The exercise:
Starting with the line that contains "If you could tag the white" and going on through the end of the data below, rewrite each line, multiplying every x and y coordinate in the answers by 2.35 and rounding to whole numbers, with halves rounded up. Leave all other text in those lines unchanged, and give only those lines.
══════════════════════════════
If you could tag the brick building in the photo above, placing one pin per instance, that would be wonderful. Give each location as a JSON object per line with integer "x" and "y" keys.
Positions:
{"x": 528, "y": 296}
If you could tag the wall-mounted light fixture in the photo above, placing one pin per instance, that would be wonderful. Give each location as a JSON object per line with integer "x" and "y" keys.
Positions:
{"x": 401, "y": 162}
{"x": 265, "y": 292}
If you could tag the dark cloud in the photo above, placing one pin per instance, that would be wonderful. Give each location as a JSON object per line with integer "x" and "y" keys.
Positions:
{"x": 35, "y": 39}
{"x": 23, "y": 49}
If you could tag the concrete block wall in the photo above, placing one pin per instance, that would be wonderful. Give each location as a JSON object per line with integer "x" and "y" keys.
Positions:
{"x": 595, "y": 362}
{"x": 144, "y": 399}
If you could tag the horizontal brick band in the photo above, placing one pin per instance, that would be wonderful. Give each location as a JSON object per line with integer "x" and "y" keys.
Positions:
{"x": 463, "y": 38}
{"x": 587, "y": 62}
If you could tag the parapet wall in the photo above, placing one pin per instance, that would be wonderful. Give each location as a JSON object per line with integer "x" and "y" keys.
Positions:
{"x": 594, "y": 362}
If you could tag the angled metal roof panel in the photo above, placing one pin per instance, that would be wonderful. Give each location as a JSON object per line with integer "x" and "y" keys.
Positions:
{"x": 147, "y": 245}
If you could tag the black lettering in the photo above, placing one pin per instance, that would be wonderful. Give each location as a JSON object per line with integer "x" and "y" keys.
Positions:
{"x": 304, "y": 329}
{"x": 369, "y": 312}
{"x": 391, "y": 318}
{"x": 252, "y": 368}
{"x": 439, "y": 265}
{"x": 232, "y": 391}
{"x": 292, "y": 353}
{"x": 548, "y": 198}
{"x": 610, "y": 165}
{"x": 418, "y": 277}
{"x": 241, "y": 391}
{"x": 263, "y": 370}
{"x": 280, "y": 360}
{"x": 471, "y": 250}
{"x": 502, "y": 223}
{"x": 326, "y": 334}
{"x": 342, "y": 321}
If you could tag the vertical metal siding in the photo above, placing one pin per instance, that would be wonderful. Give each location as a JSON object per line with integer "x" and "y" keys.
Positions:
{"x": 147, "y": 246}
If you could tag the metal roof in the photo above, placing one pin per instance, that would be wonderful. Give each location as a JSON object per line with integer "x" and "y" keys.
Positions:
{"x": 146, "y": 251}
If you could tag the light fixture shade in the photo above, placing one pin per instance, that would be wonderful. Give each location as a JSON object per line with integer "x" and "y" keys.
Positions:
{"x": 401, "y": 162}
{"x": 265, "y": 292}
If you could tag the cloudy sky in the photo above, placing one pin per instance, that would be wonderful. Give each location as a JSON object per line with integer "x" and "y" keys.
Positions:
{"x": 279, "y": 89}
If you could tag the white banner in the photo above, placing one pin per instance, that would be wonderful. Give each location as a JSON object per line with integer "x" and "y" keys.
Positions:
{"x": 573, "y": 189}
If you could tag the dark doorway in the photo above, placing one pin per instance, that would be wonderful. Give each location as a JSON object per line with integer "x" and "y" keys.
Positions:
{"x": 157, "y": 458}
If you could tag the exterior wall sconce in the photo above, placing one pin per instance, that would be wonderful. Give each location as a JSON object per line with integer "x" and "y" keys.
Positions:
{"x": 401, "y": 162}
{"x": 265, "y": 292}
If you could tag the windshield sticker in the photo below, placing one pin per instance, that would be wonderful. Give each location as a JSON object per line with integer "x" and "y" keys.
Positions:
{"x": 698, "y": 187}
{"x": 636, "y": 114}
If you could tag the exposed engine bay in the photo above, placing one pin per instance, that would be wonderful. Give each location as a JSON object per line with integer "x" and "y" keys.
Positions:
══════════════════════════════
Output of the task:
If you could tag the white banner in the photo above, placing one pin per instance, that would be wonderful. Give each location as a JSON object per line with integer "x" and "y" keys.
Positions:
{"x": 1347, "y": 444}
If you could tag the dark doorway in the photo above, placing one pin per instance, that would be wonderful. Give each location as a JSON object per line with integer "x" and "y" keys.
Positions:
{"x": 369, "y": 1076}
If you could tag the exterior wall sconce in the photo above, placing one pin per instance, that would be wonderful. Give each location as a JSON object per line with integer "x" and "y" keys.
Positions:
{"x": 942, "y": 381}
{"x": 623, "y": 686}
If you could tag the windshield sticker in the photo below, placing one pin per instance, that would be wonderful. Give each location as a JSON object per line with integer "x" and "y" keys.
Positions:
{"x": 1640, "y": 439}
{"x": 1495, "y": 268}
If you could tag the exposed engine bay in the photo above, placing one pin per instance, that would be wonderful. Give each location as a JSON object per line with integer "x" and "y" keys.
Positions:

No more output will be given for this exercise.